When the word "carved" appears in a line of the data below, list that line.

Listed entries:
* * * * * * * * *
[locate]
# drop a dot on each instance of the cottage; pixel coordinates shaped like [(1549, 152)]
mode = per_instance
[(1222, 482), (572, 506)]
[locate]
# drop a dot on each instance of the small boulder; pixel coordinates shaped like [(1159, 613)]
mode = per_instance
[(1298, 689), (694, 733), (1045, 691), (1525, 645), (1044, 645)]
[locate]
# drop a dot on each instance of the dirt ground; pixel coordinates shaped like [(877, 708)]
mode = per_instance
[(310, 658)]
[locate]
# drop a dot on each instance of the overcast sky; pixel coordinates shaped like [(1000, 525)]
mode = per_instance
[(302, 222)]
* * * * * * * * *
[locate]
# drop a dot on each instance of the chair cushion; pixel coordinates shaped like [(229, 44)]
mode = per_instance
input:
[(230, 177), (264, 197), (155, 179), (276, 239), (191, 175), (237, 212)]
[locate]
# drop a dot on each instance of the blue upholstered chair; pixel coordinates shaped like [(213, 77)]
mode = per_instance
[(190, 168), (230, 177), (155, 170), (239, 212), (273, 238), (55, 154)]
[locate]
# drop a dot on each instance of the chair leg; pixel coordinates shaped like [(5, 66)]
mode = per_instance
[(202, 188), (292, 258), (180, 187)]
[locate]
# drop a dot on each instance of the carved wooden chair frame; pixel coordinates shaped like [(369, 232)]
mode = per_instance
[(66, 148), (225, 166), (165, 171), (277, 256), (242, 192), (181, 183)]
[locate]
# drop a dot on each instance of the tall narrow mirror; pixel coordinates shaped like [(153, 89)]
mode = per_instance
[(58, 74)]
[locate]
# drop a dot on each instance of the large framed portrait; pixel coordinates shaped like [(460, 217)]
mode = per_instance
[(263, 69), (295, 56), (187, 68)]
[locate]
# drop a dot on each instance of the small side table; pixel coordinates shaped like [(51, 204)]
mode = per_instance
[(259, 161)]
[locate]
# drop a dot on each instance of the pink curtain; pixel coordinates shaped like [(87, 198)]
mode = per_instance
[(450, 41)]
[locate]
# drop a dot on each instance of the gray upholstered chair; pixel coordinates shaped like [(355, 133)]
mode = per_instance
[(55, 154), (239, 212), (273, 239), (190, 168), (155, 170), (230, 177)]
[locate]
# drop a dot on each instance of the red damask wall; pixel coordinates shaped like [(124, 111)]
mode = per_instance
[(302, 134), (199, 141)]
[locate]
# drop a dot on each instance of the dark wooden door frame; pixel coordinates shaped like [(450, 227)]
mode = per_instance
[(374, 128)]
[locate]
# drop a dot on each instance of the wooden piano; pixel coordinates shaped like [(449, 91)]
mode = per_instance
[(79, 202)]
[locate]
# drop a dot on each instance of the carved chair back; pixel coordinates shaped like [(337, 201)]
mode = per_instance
* * * * * * * * *
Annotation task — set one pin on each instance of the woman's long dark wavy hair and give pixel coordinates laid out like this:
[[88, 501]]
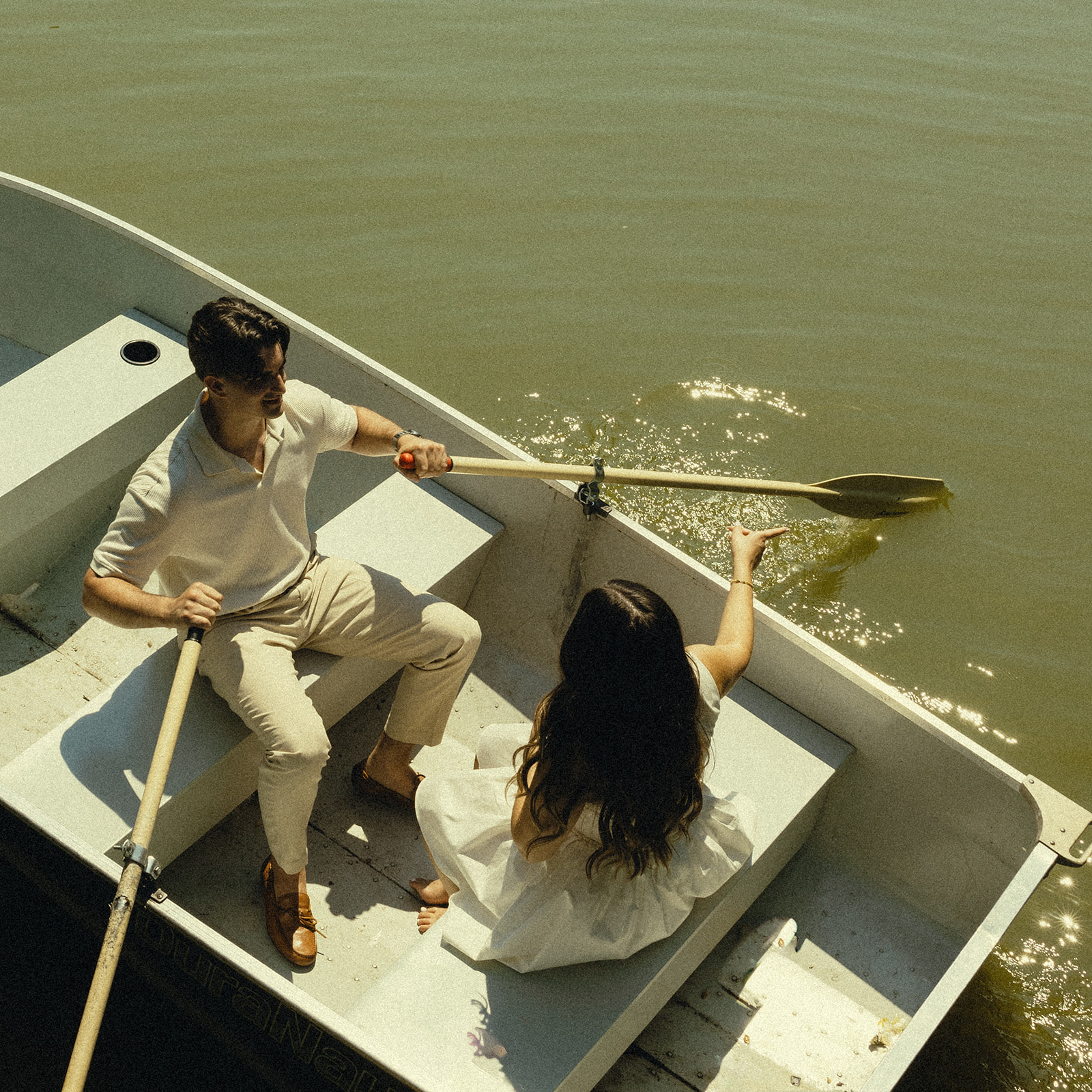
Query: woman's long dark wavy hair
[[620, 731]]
* * * * * * * * *
Solution to the exercise:
# drop a dot on each instance of the carved wooden chair frame; pixel coordinates shaped like [(369, 232)]
# drop a dot on each instance of the carved chair back; pixel coordinates shaped like [(337, 201)]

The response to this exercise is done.